#### Task instructions
Reproduce the passage on engine braking from the words "The braking power" through the words "compression release event.", substituting "BDC" for "bottom dead center".

#### Selected extract
Valve actuation in an internal combustion engine is required in order for the engine to produce positive power, as well as to produce engine braking. During positive power, intake valves may be opened to admit fuel and air into a cylinder for combustion. The exhaust valves may be opened to allow combustion gas to escape from the cylinder.
During engine braking, the exhaust valves may be selectively opened to convert, at least temporarily, an internal combustion engine of compression-ignition type into an air compressor. In doing so, the engine develops retarding horsepower to help slow the vehicle down. This can provide the operator increased control over the vehicle and substantially reduce wear on the service brakes of the vehicle. A properly designed and adjusted compression release-type engine brake can develop retarding horsepower that is a substantial portion of the operating horsepower developed by the engine in positive power.
The braking power of a compression release-type engine brake may be increased by selectively opening the exhaust valves to carry out exhaust gas recirculation (EGR) in combination with compression release braking. Exhaust gas recirculation denotes the process of briefly opening the exhaust valve near bottom dead center on the intake stroke of the piston. Opening of the exhaust valve at this time permits higher pressure exhaust gas from the exhaust manifold to recirculate back into the cylinder. The recirculation of exhaust gas increases the total gas mass in the cylinder at time of the subsequent compression release event, thereby increasing the braking effect realized by the compression release event.

#### Records provided
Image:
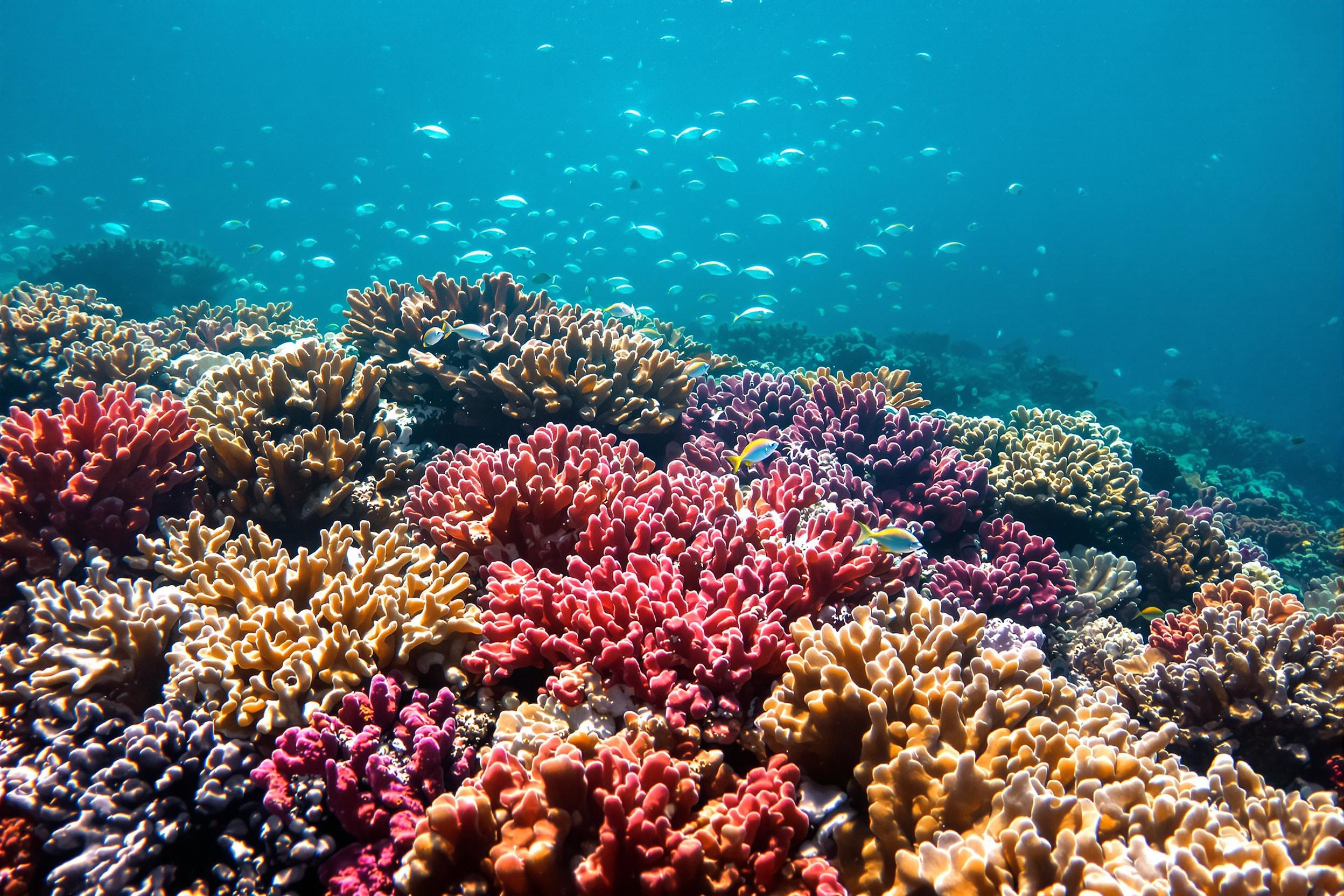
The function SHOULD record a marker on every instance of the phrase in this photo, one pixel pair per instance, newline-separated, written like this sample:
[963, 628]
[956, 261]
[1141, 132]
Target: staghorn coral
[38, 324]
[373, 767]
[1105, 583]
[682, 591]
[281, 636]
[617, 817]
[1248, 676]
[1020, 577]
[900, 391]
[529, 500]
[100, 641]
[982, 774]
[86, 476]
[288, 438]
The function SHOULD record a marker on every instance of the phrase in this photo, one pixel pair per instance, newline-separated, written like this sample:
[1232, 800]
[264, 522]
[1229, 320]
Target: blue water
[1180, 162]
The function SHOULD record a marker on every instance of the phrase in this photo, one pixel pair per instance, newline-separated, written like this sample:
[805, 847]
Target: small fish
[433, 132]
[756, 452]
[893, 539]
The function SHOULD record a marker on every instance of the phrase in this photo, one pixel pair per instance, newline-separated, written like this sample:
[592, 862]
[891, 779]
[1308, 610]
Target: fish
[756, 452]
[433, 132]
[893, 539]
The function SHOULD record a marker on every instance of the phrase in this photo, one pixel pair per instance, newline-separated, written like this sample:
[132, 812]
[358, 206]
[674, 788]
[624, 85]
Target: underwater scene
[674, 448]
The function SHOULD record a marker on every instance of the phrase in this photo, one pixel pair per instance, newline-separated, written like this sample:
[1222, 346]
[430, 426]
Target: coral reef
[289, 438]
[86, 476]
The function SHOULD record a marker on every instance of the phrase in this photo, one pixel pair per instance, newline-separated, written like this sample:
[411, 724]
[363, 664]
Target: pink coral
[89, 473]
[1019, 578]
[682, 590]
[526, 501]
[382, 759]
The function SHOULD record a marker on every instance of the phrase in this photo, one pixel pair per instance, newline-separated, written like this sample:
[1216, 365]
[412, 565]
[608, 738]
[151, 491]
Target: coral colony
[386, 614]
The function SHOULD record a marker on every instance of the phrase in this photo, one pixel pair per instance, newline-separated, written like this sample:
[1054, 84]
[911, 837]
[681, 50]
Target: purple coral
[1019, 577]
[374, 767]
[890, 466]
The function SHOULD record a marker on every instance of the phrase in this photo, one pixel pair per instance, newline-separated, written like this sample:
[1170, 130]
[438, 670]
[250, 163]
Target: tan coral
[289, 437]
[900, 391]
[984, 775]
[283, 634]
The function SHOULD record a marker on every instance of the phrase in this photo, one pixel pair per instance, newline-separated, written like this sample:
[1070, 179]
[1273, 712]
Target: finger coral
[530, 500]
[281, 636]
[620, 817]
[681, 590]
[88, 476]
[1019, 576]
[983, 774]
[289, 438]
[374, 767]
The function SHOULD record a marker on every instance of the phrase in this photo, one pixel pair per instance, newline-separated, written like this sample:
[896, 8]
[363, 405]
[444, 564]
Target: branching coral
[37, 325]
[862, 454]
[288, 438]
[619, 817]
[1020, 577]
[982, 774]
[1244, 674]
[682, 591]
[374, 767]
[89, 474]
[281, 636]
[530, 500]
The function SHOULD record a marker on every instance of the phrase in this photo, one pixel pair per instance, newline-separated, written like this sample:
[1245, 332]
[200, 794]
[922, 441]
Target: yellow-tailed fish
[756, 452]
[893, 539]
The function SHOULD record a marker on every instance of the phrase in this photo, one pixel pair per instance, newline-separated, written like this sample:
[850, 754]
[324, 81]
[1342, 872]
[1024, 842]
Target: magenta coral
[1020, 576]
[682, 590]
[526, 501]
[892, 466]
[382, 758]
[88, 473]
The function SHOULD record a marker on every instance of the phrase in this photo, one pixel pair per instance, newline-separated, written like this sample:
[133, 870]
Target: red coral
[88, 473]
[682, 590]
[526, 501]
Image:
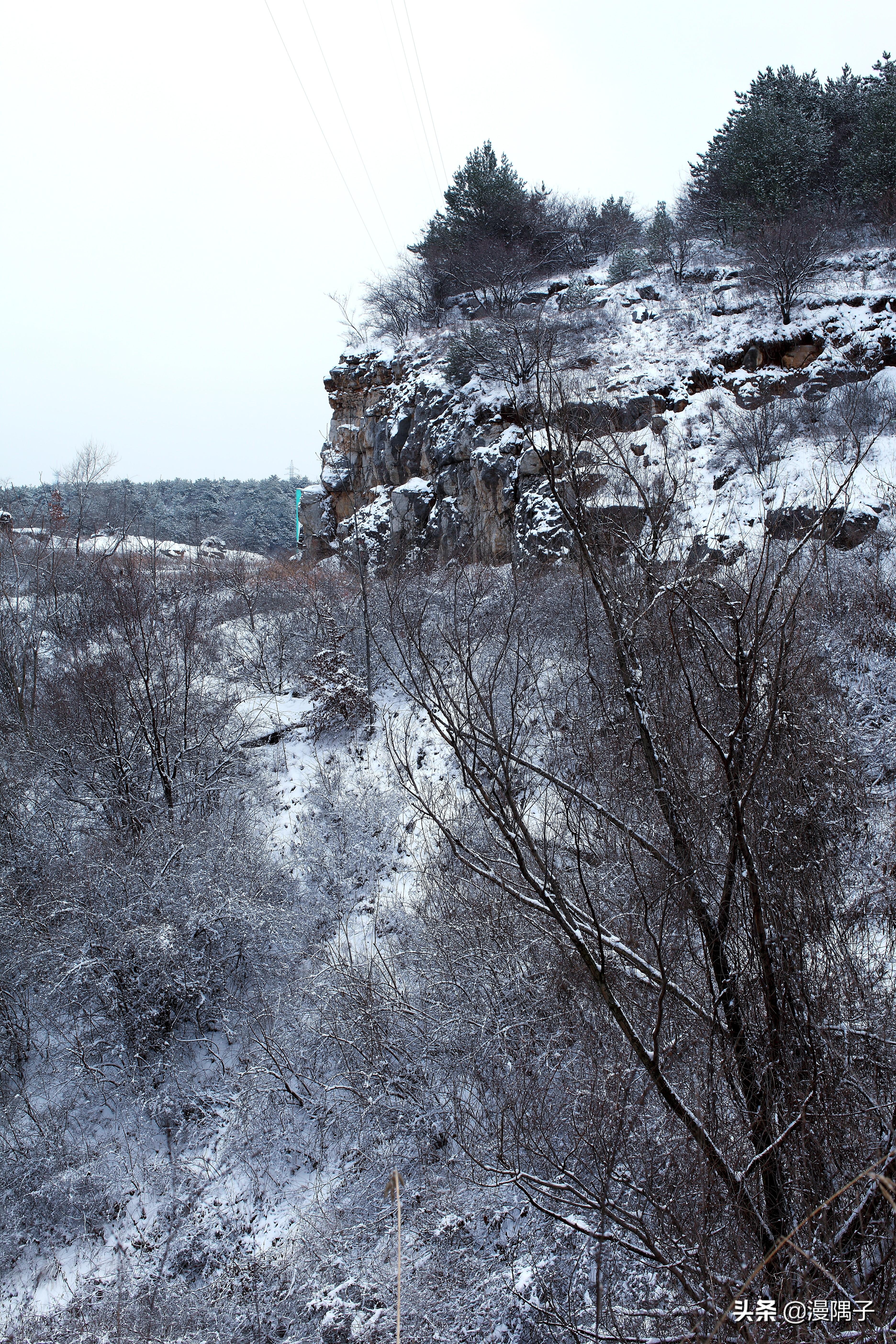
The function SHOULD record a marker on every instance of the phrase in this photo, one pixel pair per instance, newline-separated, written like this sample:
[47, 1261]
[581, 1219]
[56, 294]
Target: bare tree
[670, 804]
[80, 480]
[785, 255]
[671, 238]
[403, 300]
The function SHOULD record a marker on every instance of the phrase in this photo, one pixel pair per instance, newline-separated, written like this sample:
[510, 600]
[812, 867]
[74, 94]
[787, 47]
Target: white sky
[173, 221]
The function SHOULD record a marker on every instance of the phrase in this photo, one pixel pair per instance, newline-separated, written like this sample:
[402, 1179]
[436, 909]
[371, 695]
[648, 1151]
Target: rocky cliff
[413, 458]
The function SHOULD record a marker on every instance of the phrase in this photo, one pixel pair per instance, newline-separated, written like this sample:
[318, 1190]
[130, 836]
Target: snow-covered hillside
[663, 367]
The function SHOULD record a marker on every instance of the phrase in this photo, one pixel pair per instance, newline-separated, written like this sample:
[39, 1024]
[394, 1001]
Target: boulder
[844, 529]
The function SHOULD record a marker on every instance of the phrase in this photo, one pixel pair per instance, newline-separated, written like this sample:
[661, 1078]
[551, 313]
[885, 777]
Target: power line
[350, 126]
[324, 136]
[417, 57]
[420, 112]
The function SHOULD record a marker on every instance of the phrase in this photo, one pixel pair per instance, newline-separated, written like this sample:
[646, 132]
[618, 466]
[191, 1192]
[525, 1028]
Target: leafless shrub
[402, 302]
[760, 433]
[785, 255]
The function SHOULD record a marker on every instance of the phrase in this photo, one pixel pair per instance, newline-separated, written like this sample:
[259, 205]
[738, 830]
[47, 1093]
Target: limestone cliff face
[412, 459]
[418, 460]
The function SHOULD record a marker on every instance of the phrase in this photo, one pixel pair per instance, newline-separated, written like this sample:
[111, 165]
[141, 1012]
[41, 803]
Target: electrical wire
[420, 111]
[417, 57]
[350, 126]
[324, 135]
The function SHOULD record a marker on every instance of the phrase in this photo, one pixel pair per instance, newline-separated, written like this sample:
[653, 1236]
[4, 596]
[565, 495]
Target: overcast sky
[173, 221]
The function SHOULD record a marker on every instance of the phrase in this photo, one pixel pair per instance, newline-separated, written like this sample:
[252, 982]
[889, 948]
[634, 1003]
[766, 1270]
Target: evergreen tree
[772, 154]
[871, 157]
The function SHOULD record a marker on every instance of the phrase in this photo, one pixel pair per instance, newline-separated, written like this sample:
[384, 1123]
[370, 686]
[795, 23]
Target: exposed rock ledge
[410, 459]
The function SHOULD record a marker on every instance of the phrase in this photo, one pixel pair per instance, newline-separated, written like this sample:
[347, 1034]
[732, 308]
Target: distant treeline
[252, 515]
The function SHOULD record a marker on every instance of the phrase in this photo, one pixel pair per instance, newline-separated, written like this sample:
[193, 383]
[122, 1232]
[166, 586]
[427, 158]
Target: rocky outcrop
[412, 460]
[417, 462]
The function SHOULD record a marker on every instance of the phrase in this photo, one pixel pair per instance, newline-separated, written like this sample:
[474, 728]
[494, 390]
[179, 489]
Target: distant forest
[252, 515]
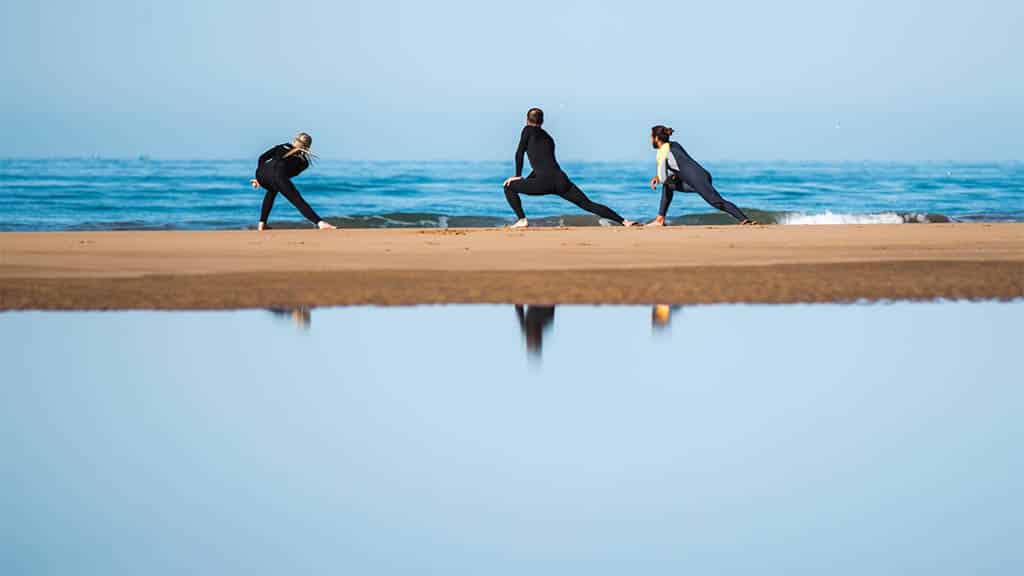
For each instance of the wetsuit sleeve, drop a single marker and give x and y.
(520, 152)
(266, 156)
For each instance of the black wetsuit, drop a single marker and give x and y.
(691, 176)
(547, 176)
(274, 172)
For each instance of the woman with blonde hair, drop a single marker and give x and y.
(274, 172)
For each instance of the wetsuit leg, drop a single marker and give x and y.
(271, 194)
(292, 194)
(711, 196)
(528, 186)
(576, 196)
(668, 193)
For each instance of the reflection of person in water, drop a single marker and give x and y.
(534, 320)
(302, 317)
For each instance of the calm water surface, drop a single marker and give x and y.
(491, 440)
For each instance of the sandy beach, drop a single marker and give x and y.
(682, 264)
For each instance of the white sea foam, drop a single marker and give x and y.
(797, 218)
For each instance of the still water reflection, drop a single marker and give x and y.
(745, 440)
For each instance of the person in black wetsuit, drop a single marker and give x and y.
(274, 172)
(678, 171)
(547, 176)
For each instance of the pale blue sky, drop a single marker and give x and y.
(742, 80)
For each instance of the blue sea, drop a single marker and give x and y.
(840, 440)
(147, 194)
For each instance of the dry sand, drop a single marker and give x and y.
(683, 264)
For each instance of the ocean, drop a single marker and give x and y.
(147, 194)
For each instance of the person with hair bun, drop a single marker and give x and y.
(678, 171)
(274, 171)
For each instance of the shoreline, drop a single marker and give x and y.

#### Exercise answer
The braking power of a compression release-type engine brake may be increased by selectively opening the exhaust valves to carry out exhaust gas recirculation (EGR) in combination with compression release braking. Exhaust gas recirculation denotes the process of briefly opening the exhaust valve near BDC on the intake stroke of the piston. Opening of the exhaust valve at this time permits higher pressure exhaust gas from the exhaust manifold to recirculate back into the cylinder. The recirculation of exhaust gas increases the total gas mass in the cylinder at time of the subsequent compression release event, thereby increasing the braking effect realized by the compression release event.